• _AVAILABLE RECORDS_
* * * *

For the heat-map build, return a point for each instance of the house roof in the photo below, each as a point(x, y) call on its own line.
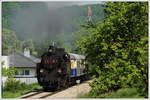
point(19, 60)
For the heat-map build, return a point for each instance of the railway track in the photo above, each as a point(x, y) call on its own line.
point(41, 94)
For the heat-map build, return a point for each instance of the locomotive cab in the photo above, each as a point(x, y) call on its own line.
point(52, 72)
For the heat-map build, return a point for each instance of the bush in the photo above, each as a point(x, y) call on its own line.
point(118, 48)
point(12, 85)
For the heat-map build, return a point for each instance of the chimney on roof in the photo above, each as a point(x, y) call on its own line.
point(26, 52)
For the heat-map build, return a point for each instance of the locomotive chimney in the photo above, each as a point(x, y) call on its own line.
point(26, 52)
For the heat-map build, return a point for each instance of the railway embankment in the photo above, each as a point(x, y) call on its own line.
point(71, 92)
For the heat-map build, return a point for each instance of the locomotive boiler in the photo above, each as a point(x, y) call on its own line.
point(59, 69)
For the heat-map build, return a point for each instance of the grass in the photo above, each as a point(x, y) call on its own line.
point(20, 92)
point(121, 93)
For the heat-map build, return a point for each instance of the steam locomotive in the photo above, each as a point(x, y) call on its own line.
point(59, 69)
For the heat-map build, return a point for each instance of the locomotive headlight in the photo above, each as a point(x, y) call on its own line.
point(50, 50)
point(59, 71)
point(41, 70)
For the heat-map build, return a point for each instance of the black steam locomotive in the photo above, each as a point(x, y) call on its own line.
point(60, 69)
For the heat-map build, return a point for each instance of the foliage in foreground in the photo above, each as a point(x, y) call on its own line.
point(118, 49)
point(13, 88)
point(121, 93)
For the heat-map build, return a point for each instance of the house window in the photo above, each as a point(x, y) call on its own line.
point(26, 72)
point(22, 72)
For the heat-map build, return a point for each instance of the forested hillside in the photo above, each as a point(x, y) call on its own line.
point(117, 50)
point(35, 25)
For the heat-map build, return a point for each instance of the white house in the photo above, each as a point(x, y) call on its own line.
point(26, 65)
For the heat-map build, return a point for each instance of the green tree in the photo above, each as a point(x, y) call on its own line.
point(118, 48)
point(9, 38)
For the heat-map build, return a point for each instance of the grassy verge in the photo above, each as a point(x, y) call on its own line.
point(20, 92)
point(121, 93)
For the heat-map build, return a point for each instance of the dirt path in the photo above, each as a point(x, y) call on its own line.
point(74, 91)
point(71, 92)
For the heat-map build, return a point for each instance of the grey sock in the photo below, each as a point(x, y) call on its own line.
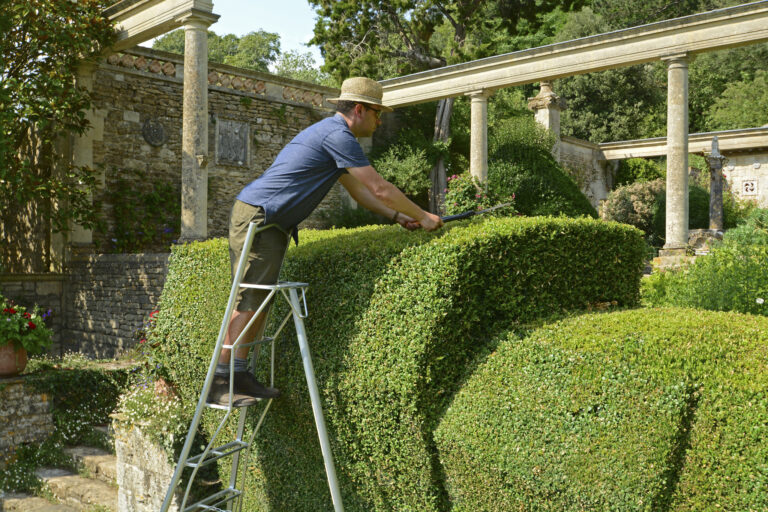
point(222, 369)
point(241, 365)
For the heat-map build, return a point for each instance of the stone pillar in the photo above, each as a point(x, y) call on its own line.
point(677, 156)
point(547, 107)
point(478, 146)
point(194, 145)
point(715, 161)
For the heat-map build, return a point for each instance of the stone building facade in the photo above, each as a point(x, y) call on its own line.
point(101, 297)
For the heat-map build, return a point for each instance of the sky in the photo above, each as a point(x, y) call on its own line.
point(293, 20)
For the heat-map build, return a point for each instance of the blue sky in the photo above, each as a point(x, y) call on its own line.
point(292, 19)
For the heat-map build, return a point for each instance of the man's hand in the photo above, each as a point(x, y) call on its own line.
point(407, 222)
point(430, 222)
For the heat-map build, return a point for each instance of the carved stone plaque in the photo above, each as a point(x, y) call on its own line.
point(154, 132)
point(232, 142)
point(749, 188)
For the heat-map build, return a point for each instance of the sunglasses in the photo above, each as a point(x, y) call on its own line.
point(378, 111)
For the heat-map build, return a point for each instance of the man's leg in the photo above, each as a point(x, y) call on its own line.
point(262, 267)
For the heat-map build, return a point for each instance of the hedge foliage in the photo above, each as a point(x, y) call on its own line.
point(520, 162)
point(396, 321)
point(650, 409)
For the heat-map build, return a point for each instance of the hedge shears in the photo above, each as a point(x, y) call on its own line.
point(472, 213)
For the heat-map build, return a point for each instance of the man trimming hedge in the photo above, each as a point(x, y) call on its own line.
point(288, 191)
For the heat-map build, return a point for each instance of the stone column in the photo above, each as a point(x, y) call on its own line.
point(547, 107)
point(478, 146)
point(82, 149)
point(194, 145)
point(677, 156)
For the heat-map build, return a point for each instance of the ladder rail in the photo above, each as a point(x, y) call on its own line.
point(239, 449)
point(252, 230)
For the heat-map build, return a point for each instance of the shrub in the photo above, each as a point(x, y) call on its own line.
point(635, 410)
point(732, 277)
point(396, 320)
point(633, 204)
point(466, 193)
point(520, 162)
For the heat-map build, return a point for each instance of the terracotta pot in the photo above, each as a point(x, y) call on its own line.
point(12, 360)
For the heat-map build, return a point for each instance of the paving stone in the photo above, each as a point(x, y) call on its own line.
point(78, 492)
point(100, 464)
point(26, 503)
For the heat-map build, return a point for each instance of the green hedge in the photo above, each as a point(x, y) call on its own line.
point(637, 410)
point(396, 320)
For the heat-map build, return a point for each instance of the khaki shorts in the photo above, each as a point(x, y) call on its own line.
point(264, 259)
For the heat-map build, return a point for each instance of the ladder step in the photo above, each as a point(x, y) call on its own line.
point(213, 501)
point(216, 453)
point(257, 342)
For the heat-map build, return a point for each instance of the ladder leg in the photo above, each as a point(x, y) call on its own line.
point(314, 395)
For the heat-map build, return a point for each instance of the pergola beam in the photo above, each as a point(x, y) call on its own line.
point(137, 21)
point(731, 140)
point(713, 30)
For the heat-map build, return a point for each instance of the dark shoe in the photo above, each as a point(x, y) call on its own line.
point(246, 384)
point(219, 393)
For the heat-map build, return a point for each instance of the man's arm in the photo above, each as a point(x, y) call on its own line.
point(367, 187)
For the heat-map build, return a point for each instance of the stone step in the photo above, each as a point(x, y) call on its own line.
point(27, 503)
point(98, 464)
point(78, 492)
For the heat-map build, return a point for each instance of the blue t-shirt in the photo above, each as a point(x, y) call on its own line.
point(304, 172)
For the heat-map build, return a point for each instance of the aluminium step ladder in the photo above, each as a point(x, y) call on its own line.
point(232, 497)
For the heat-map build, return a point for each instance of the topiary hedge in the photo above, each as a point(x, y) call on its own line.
point(396, 320)
point(637, 410)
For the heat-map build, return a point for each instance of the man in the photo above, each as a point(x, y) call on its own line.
point(287, 192)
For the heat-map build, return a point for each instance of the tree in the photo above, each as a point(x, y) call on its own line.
point(43, 44)
point(392, 38)
point(301, 66)
point(255, 50)
point(743, 104)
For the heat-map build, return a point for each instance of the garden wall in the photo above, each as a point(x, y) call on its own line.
point(138, 128)
point(108, 297)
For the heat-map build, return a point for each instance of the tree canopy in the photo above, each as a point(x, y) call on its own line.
point(255, 50)
point(43, 45)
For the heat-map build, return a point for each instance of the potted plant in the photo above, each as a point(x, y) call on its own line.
point(22, 332)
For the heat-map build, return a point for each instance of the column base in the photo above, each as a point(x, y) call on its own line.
point(672, 258)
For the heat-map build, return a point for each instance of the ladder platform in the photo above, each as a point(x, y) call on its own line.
point(213, 501)
point(227, 407)
point(282, 285)
point(244, 345)
point(217, 453)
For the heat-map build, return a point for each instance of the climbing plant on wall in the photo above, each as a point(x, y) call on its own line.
point(43, 44)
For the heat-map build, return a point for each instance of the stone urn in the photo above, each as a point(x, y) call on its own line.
point(12, 360)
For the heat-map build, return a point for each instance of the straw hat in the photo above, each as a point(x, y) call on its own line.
point(361, 90)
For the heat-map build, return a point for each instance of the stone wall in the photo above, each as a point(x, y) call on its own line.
point(25, 416)
point(143, 472)
point(580, 159)
point(747, 176)
point(44, 290)
point(138, 127)
point(108, 298)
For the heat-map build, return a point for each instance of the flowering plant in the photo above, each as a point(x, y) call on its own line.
point(25, 329)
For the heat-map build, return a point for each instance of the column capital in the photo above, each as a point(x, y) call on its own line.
point(480, 94)
point(546, 99)
point(197, 19)
point(683, 58)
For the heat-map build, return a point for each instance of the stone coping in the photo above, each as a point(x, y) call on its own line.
point(227, 78)
point(52, 276)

* * * *

• _TASK DIRECTIONS_
Copy out the lines of the records above verbatim, starting at the line containing "of the carved" and ending at the line containing "point(378, 111)".

• _REPLY TO THE EXERCISE_
For the heat-map build, return a point for each instance of the carved stone plaque in the photo above, each as a point(x, y) call on its own line.
point(154, 132)
point(232, 142)
point(749, 188)
For the heat-map build, return a point for each instance of the sunglasses in the photo above, each as a point(x, y) call on its own line.
point(378, 111)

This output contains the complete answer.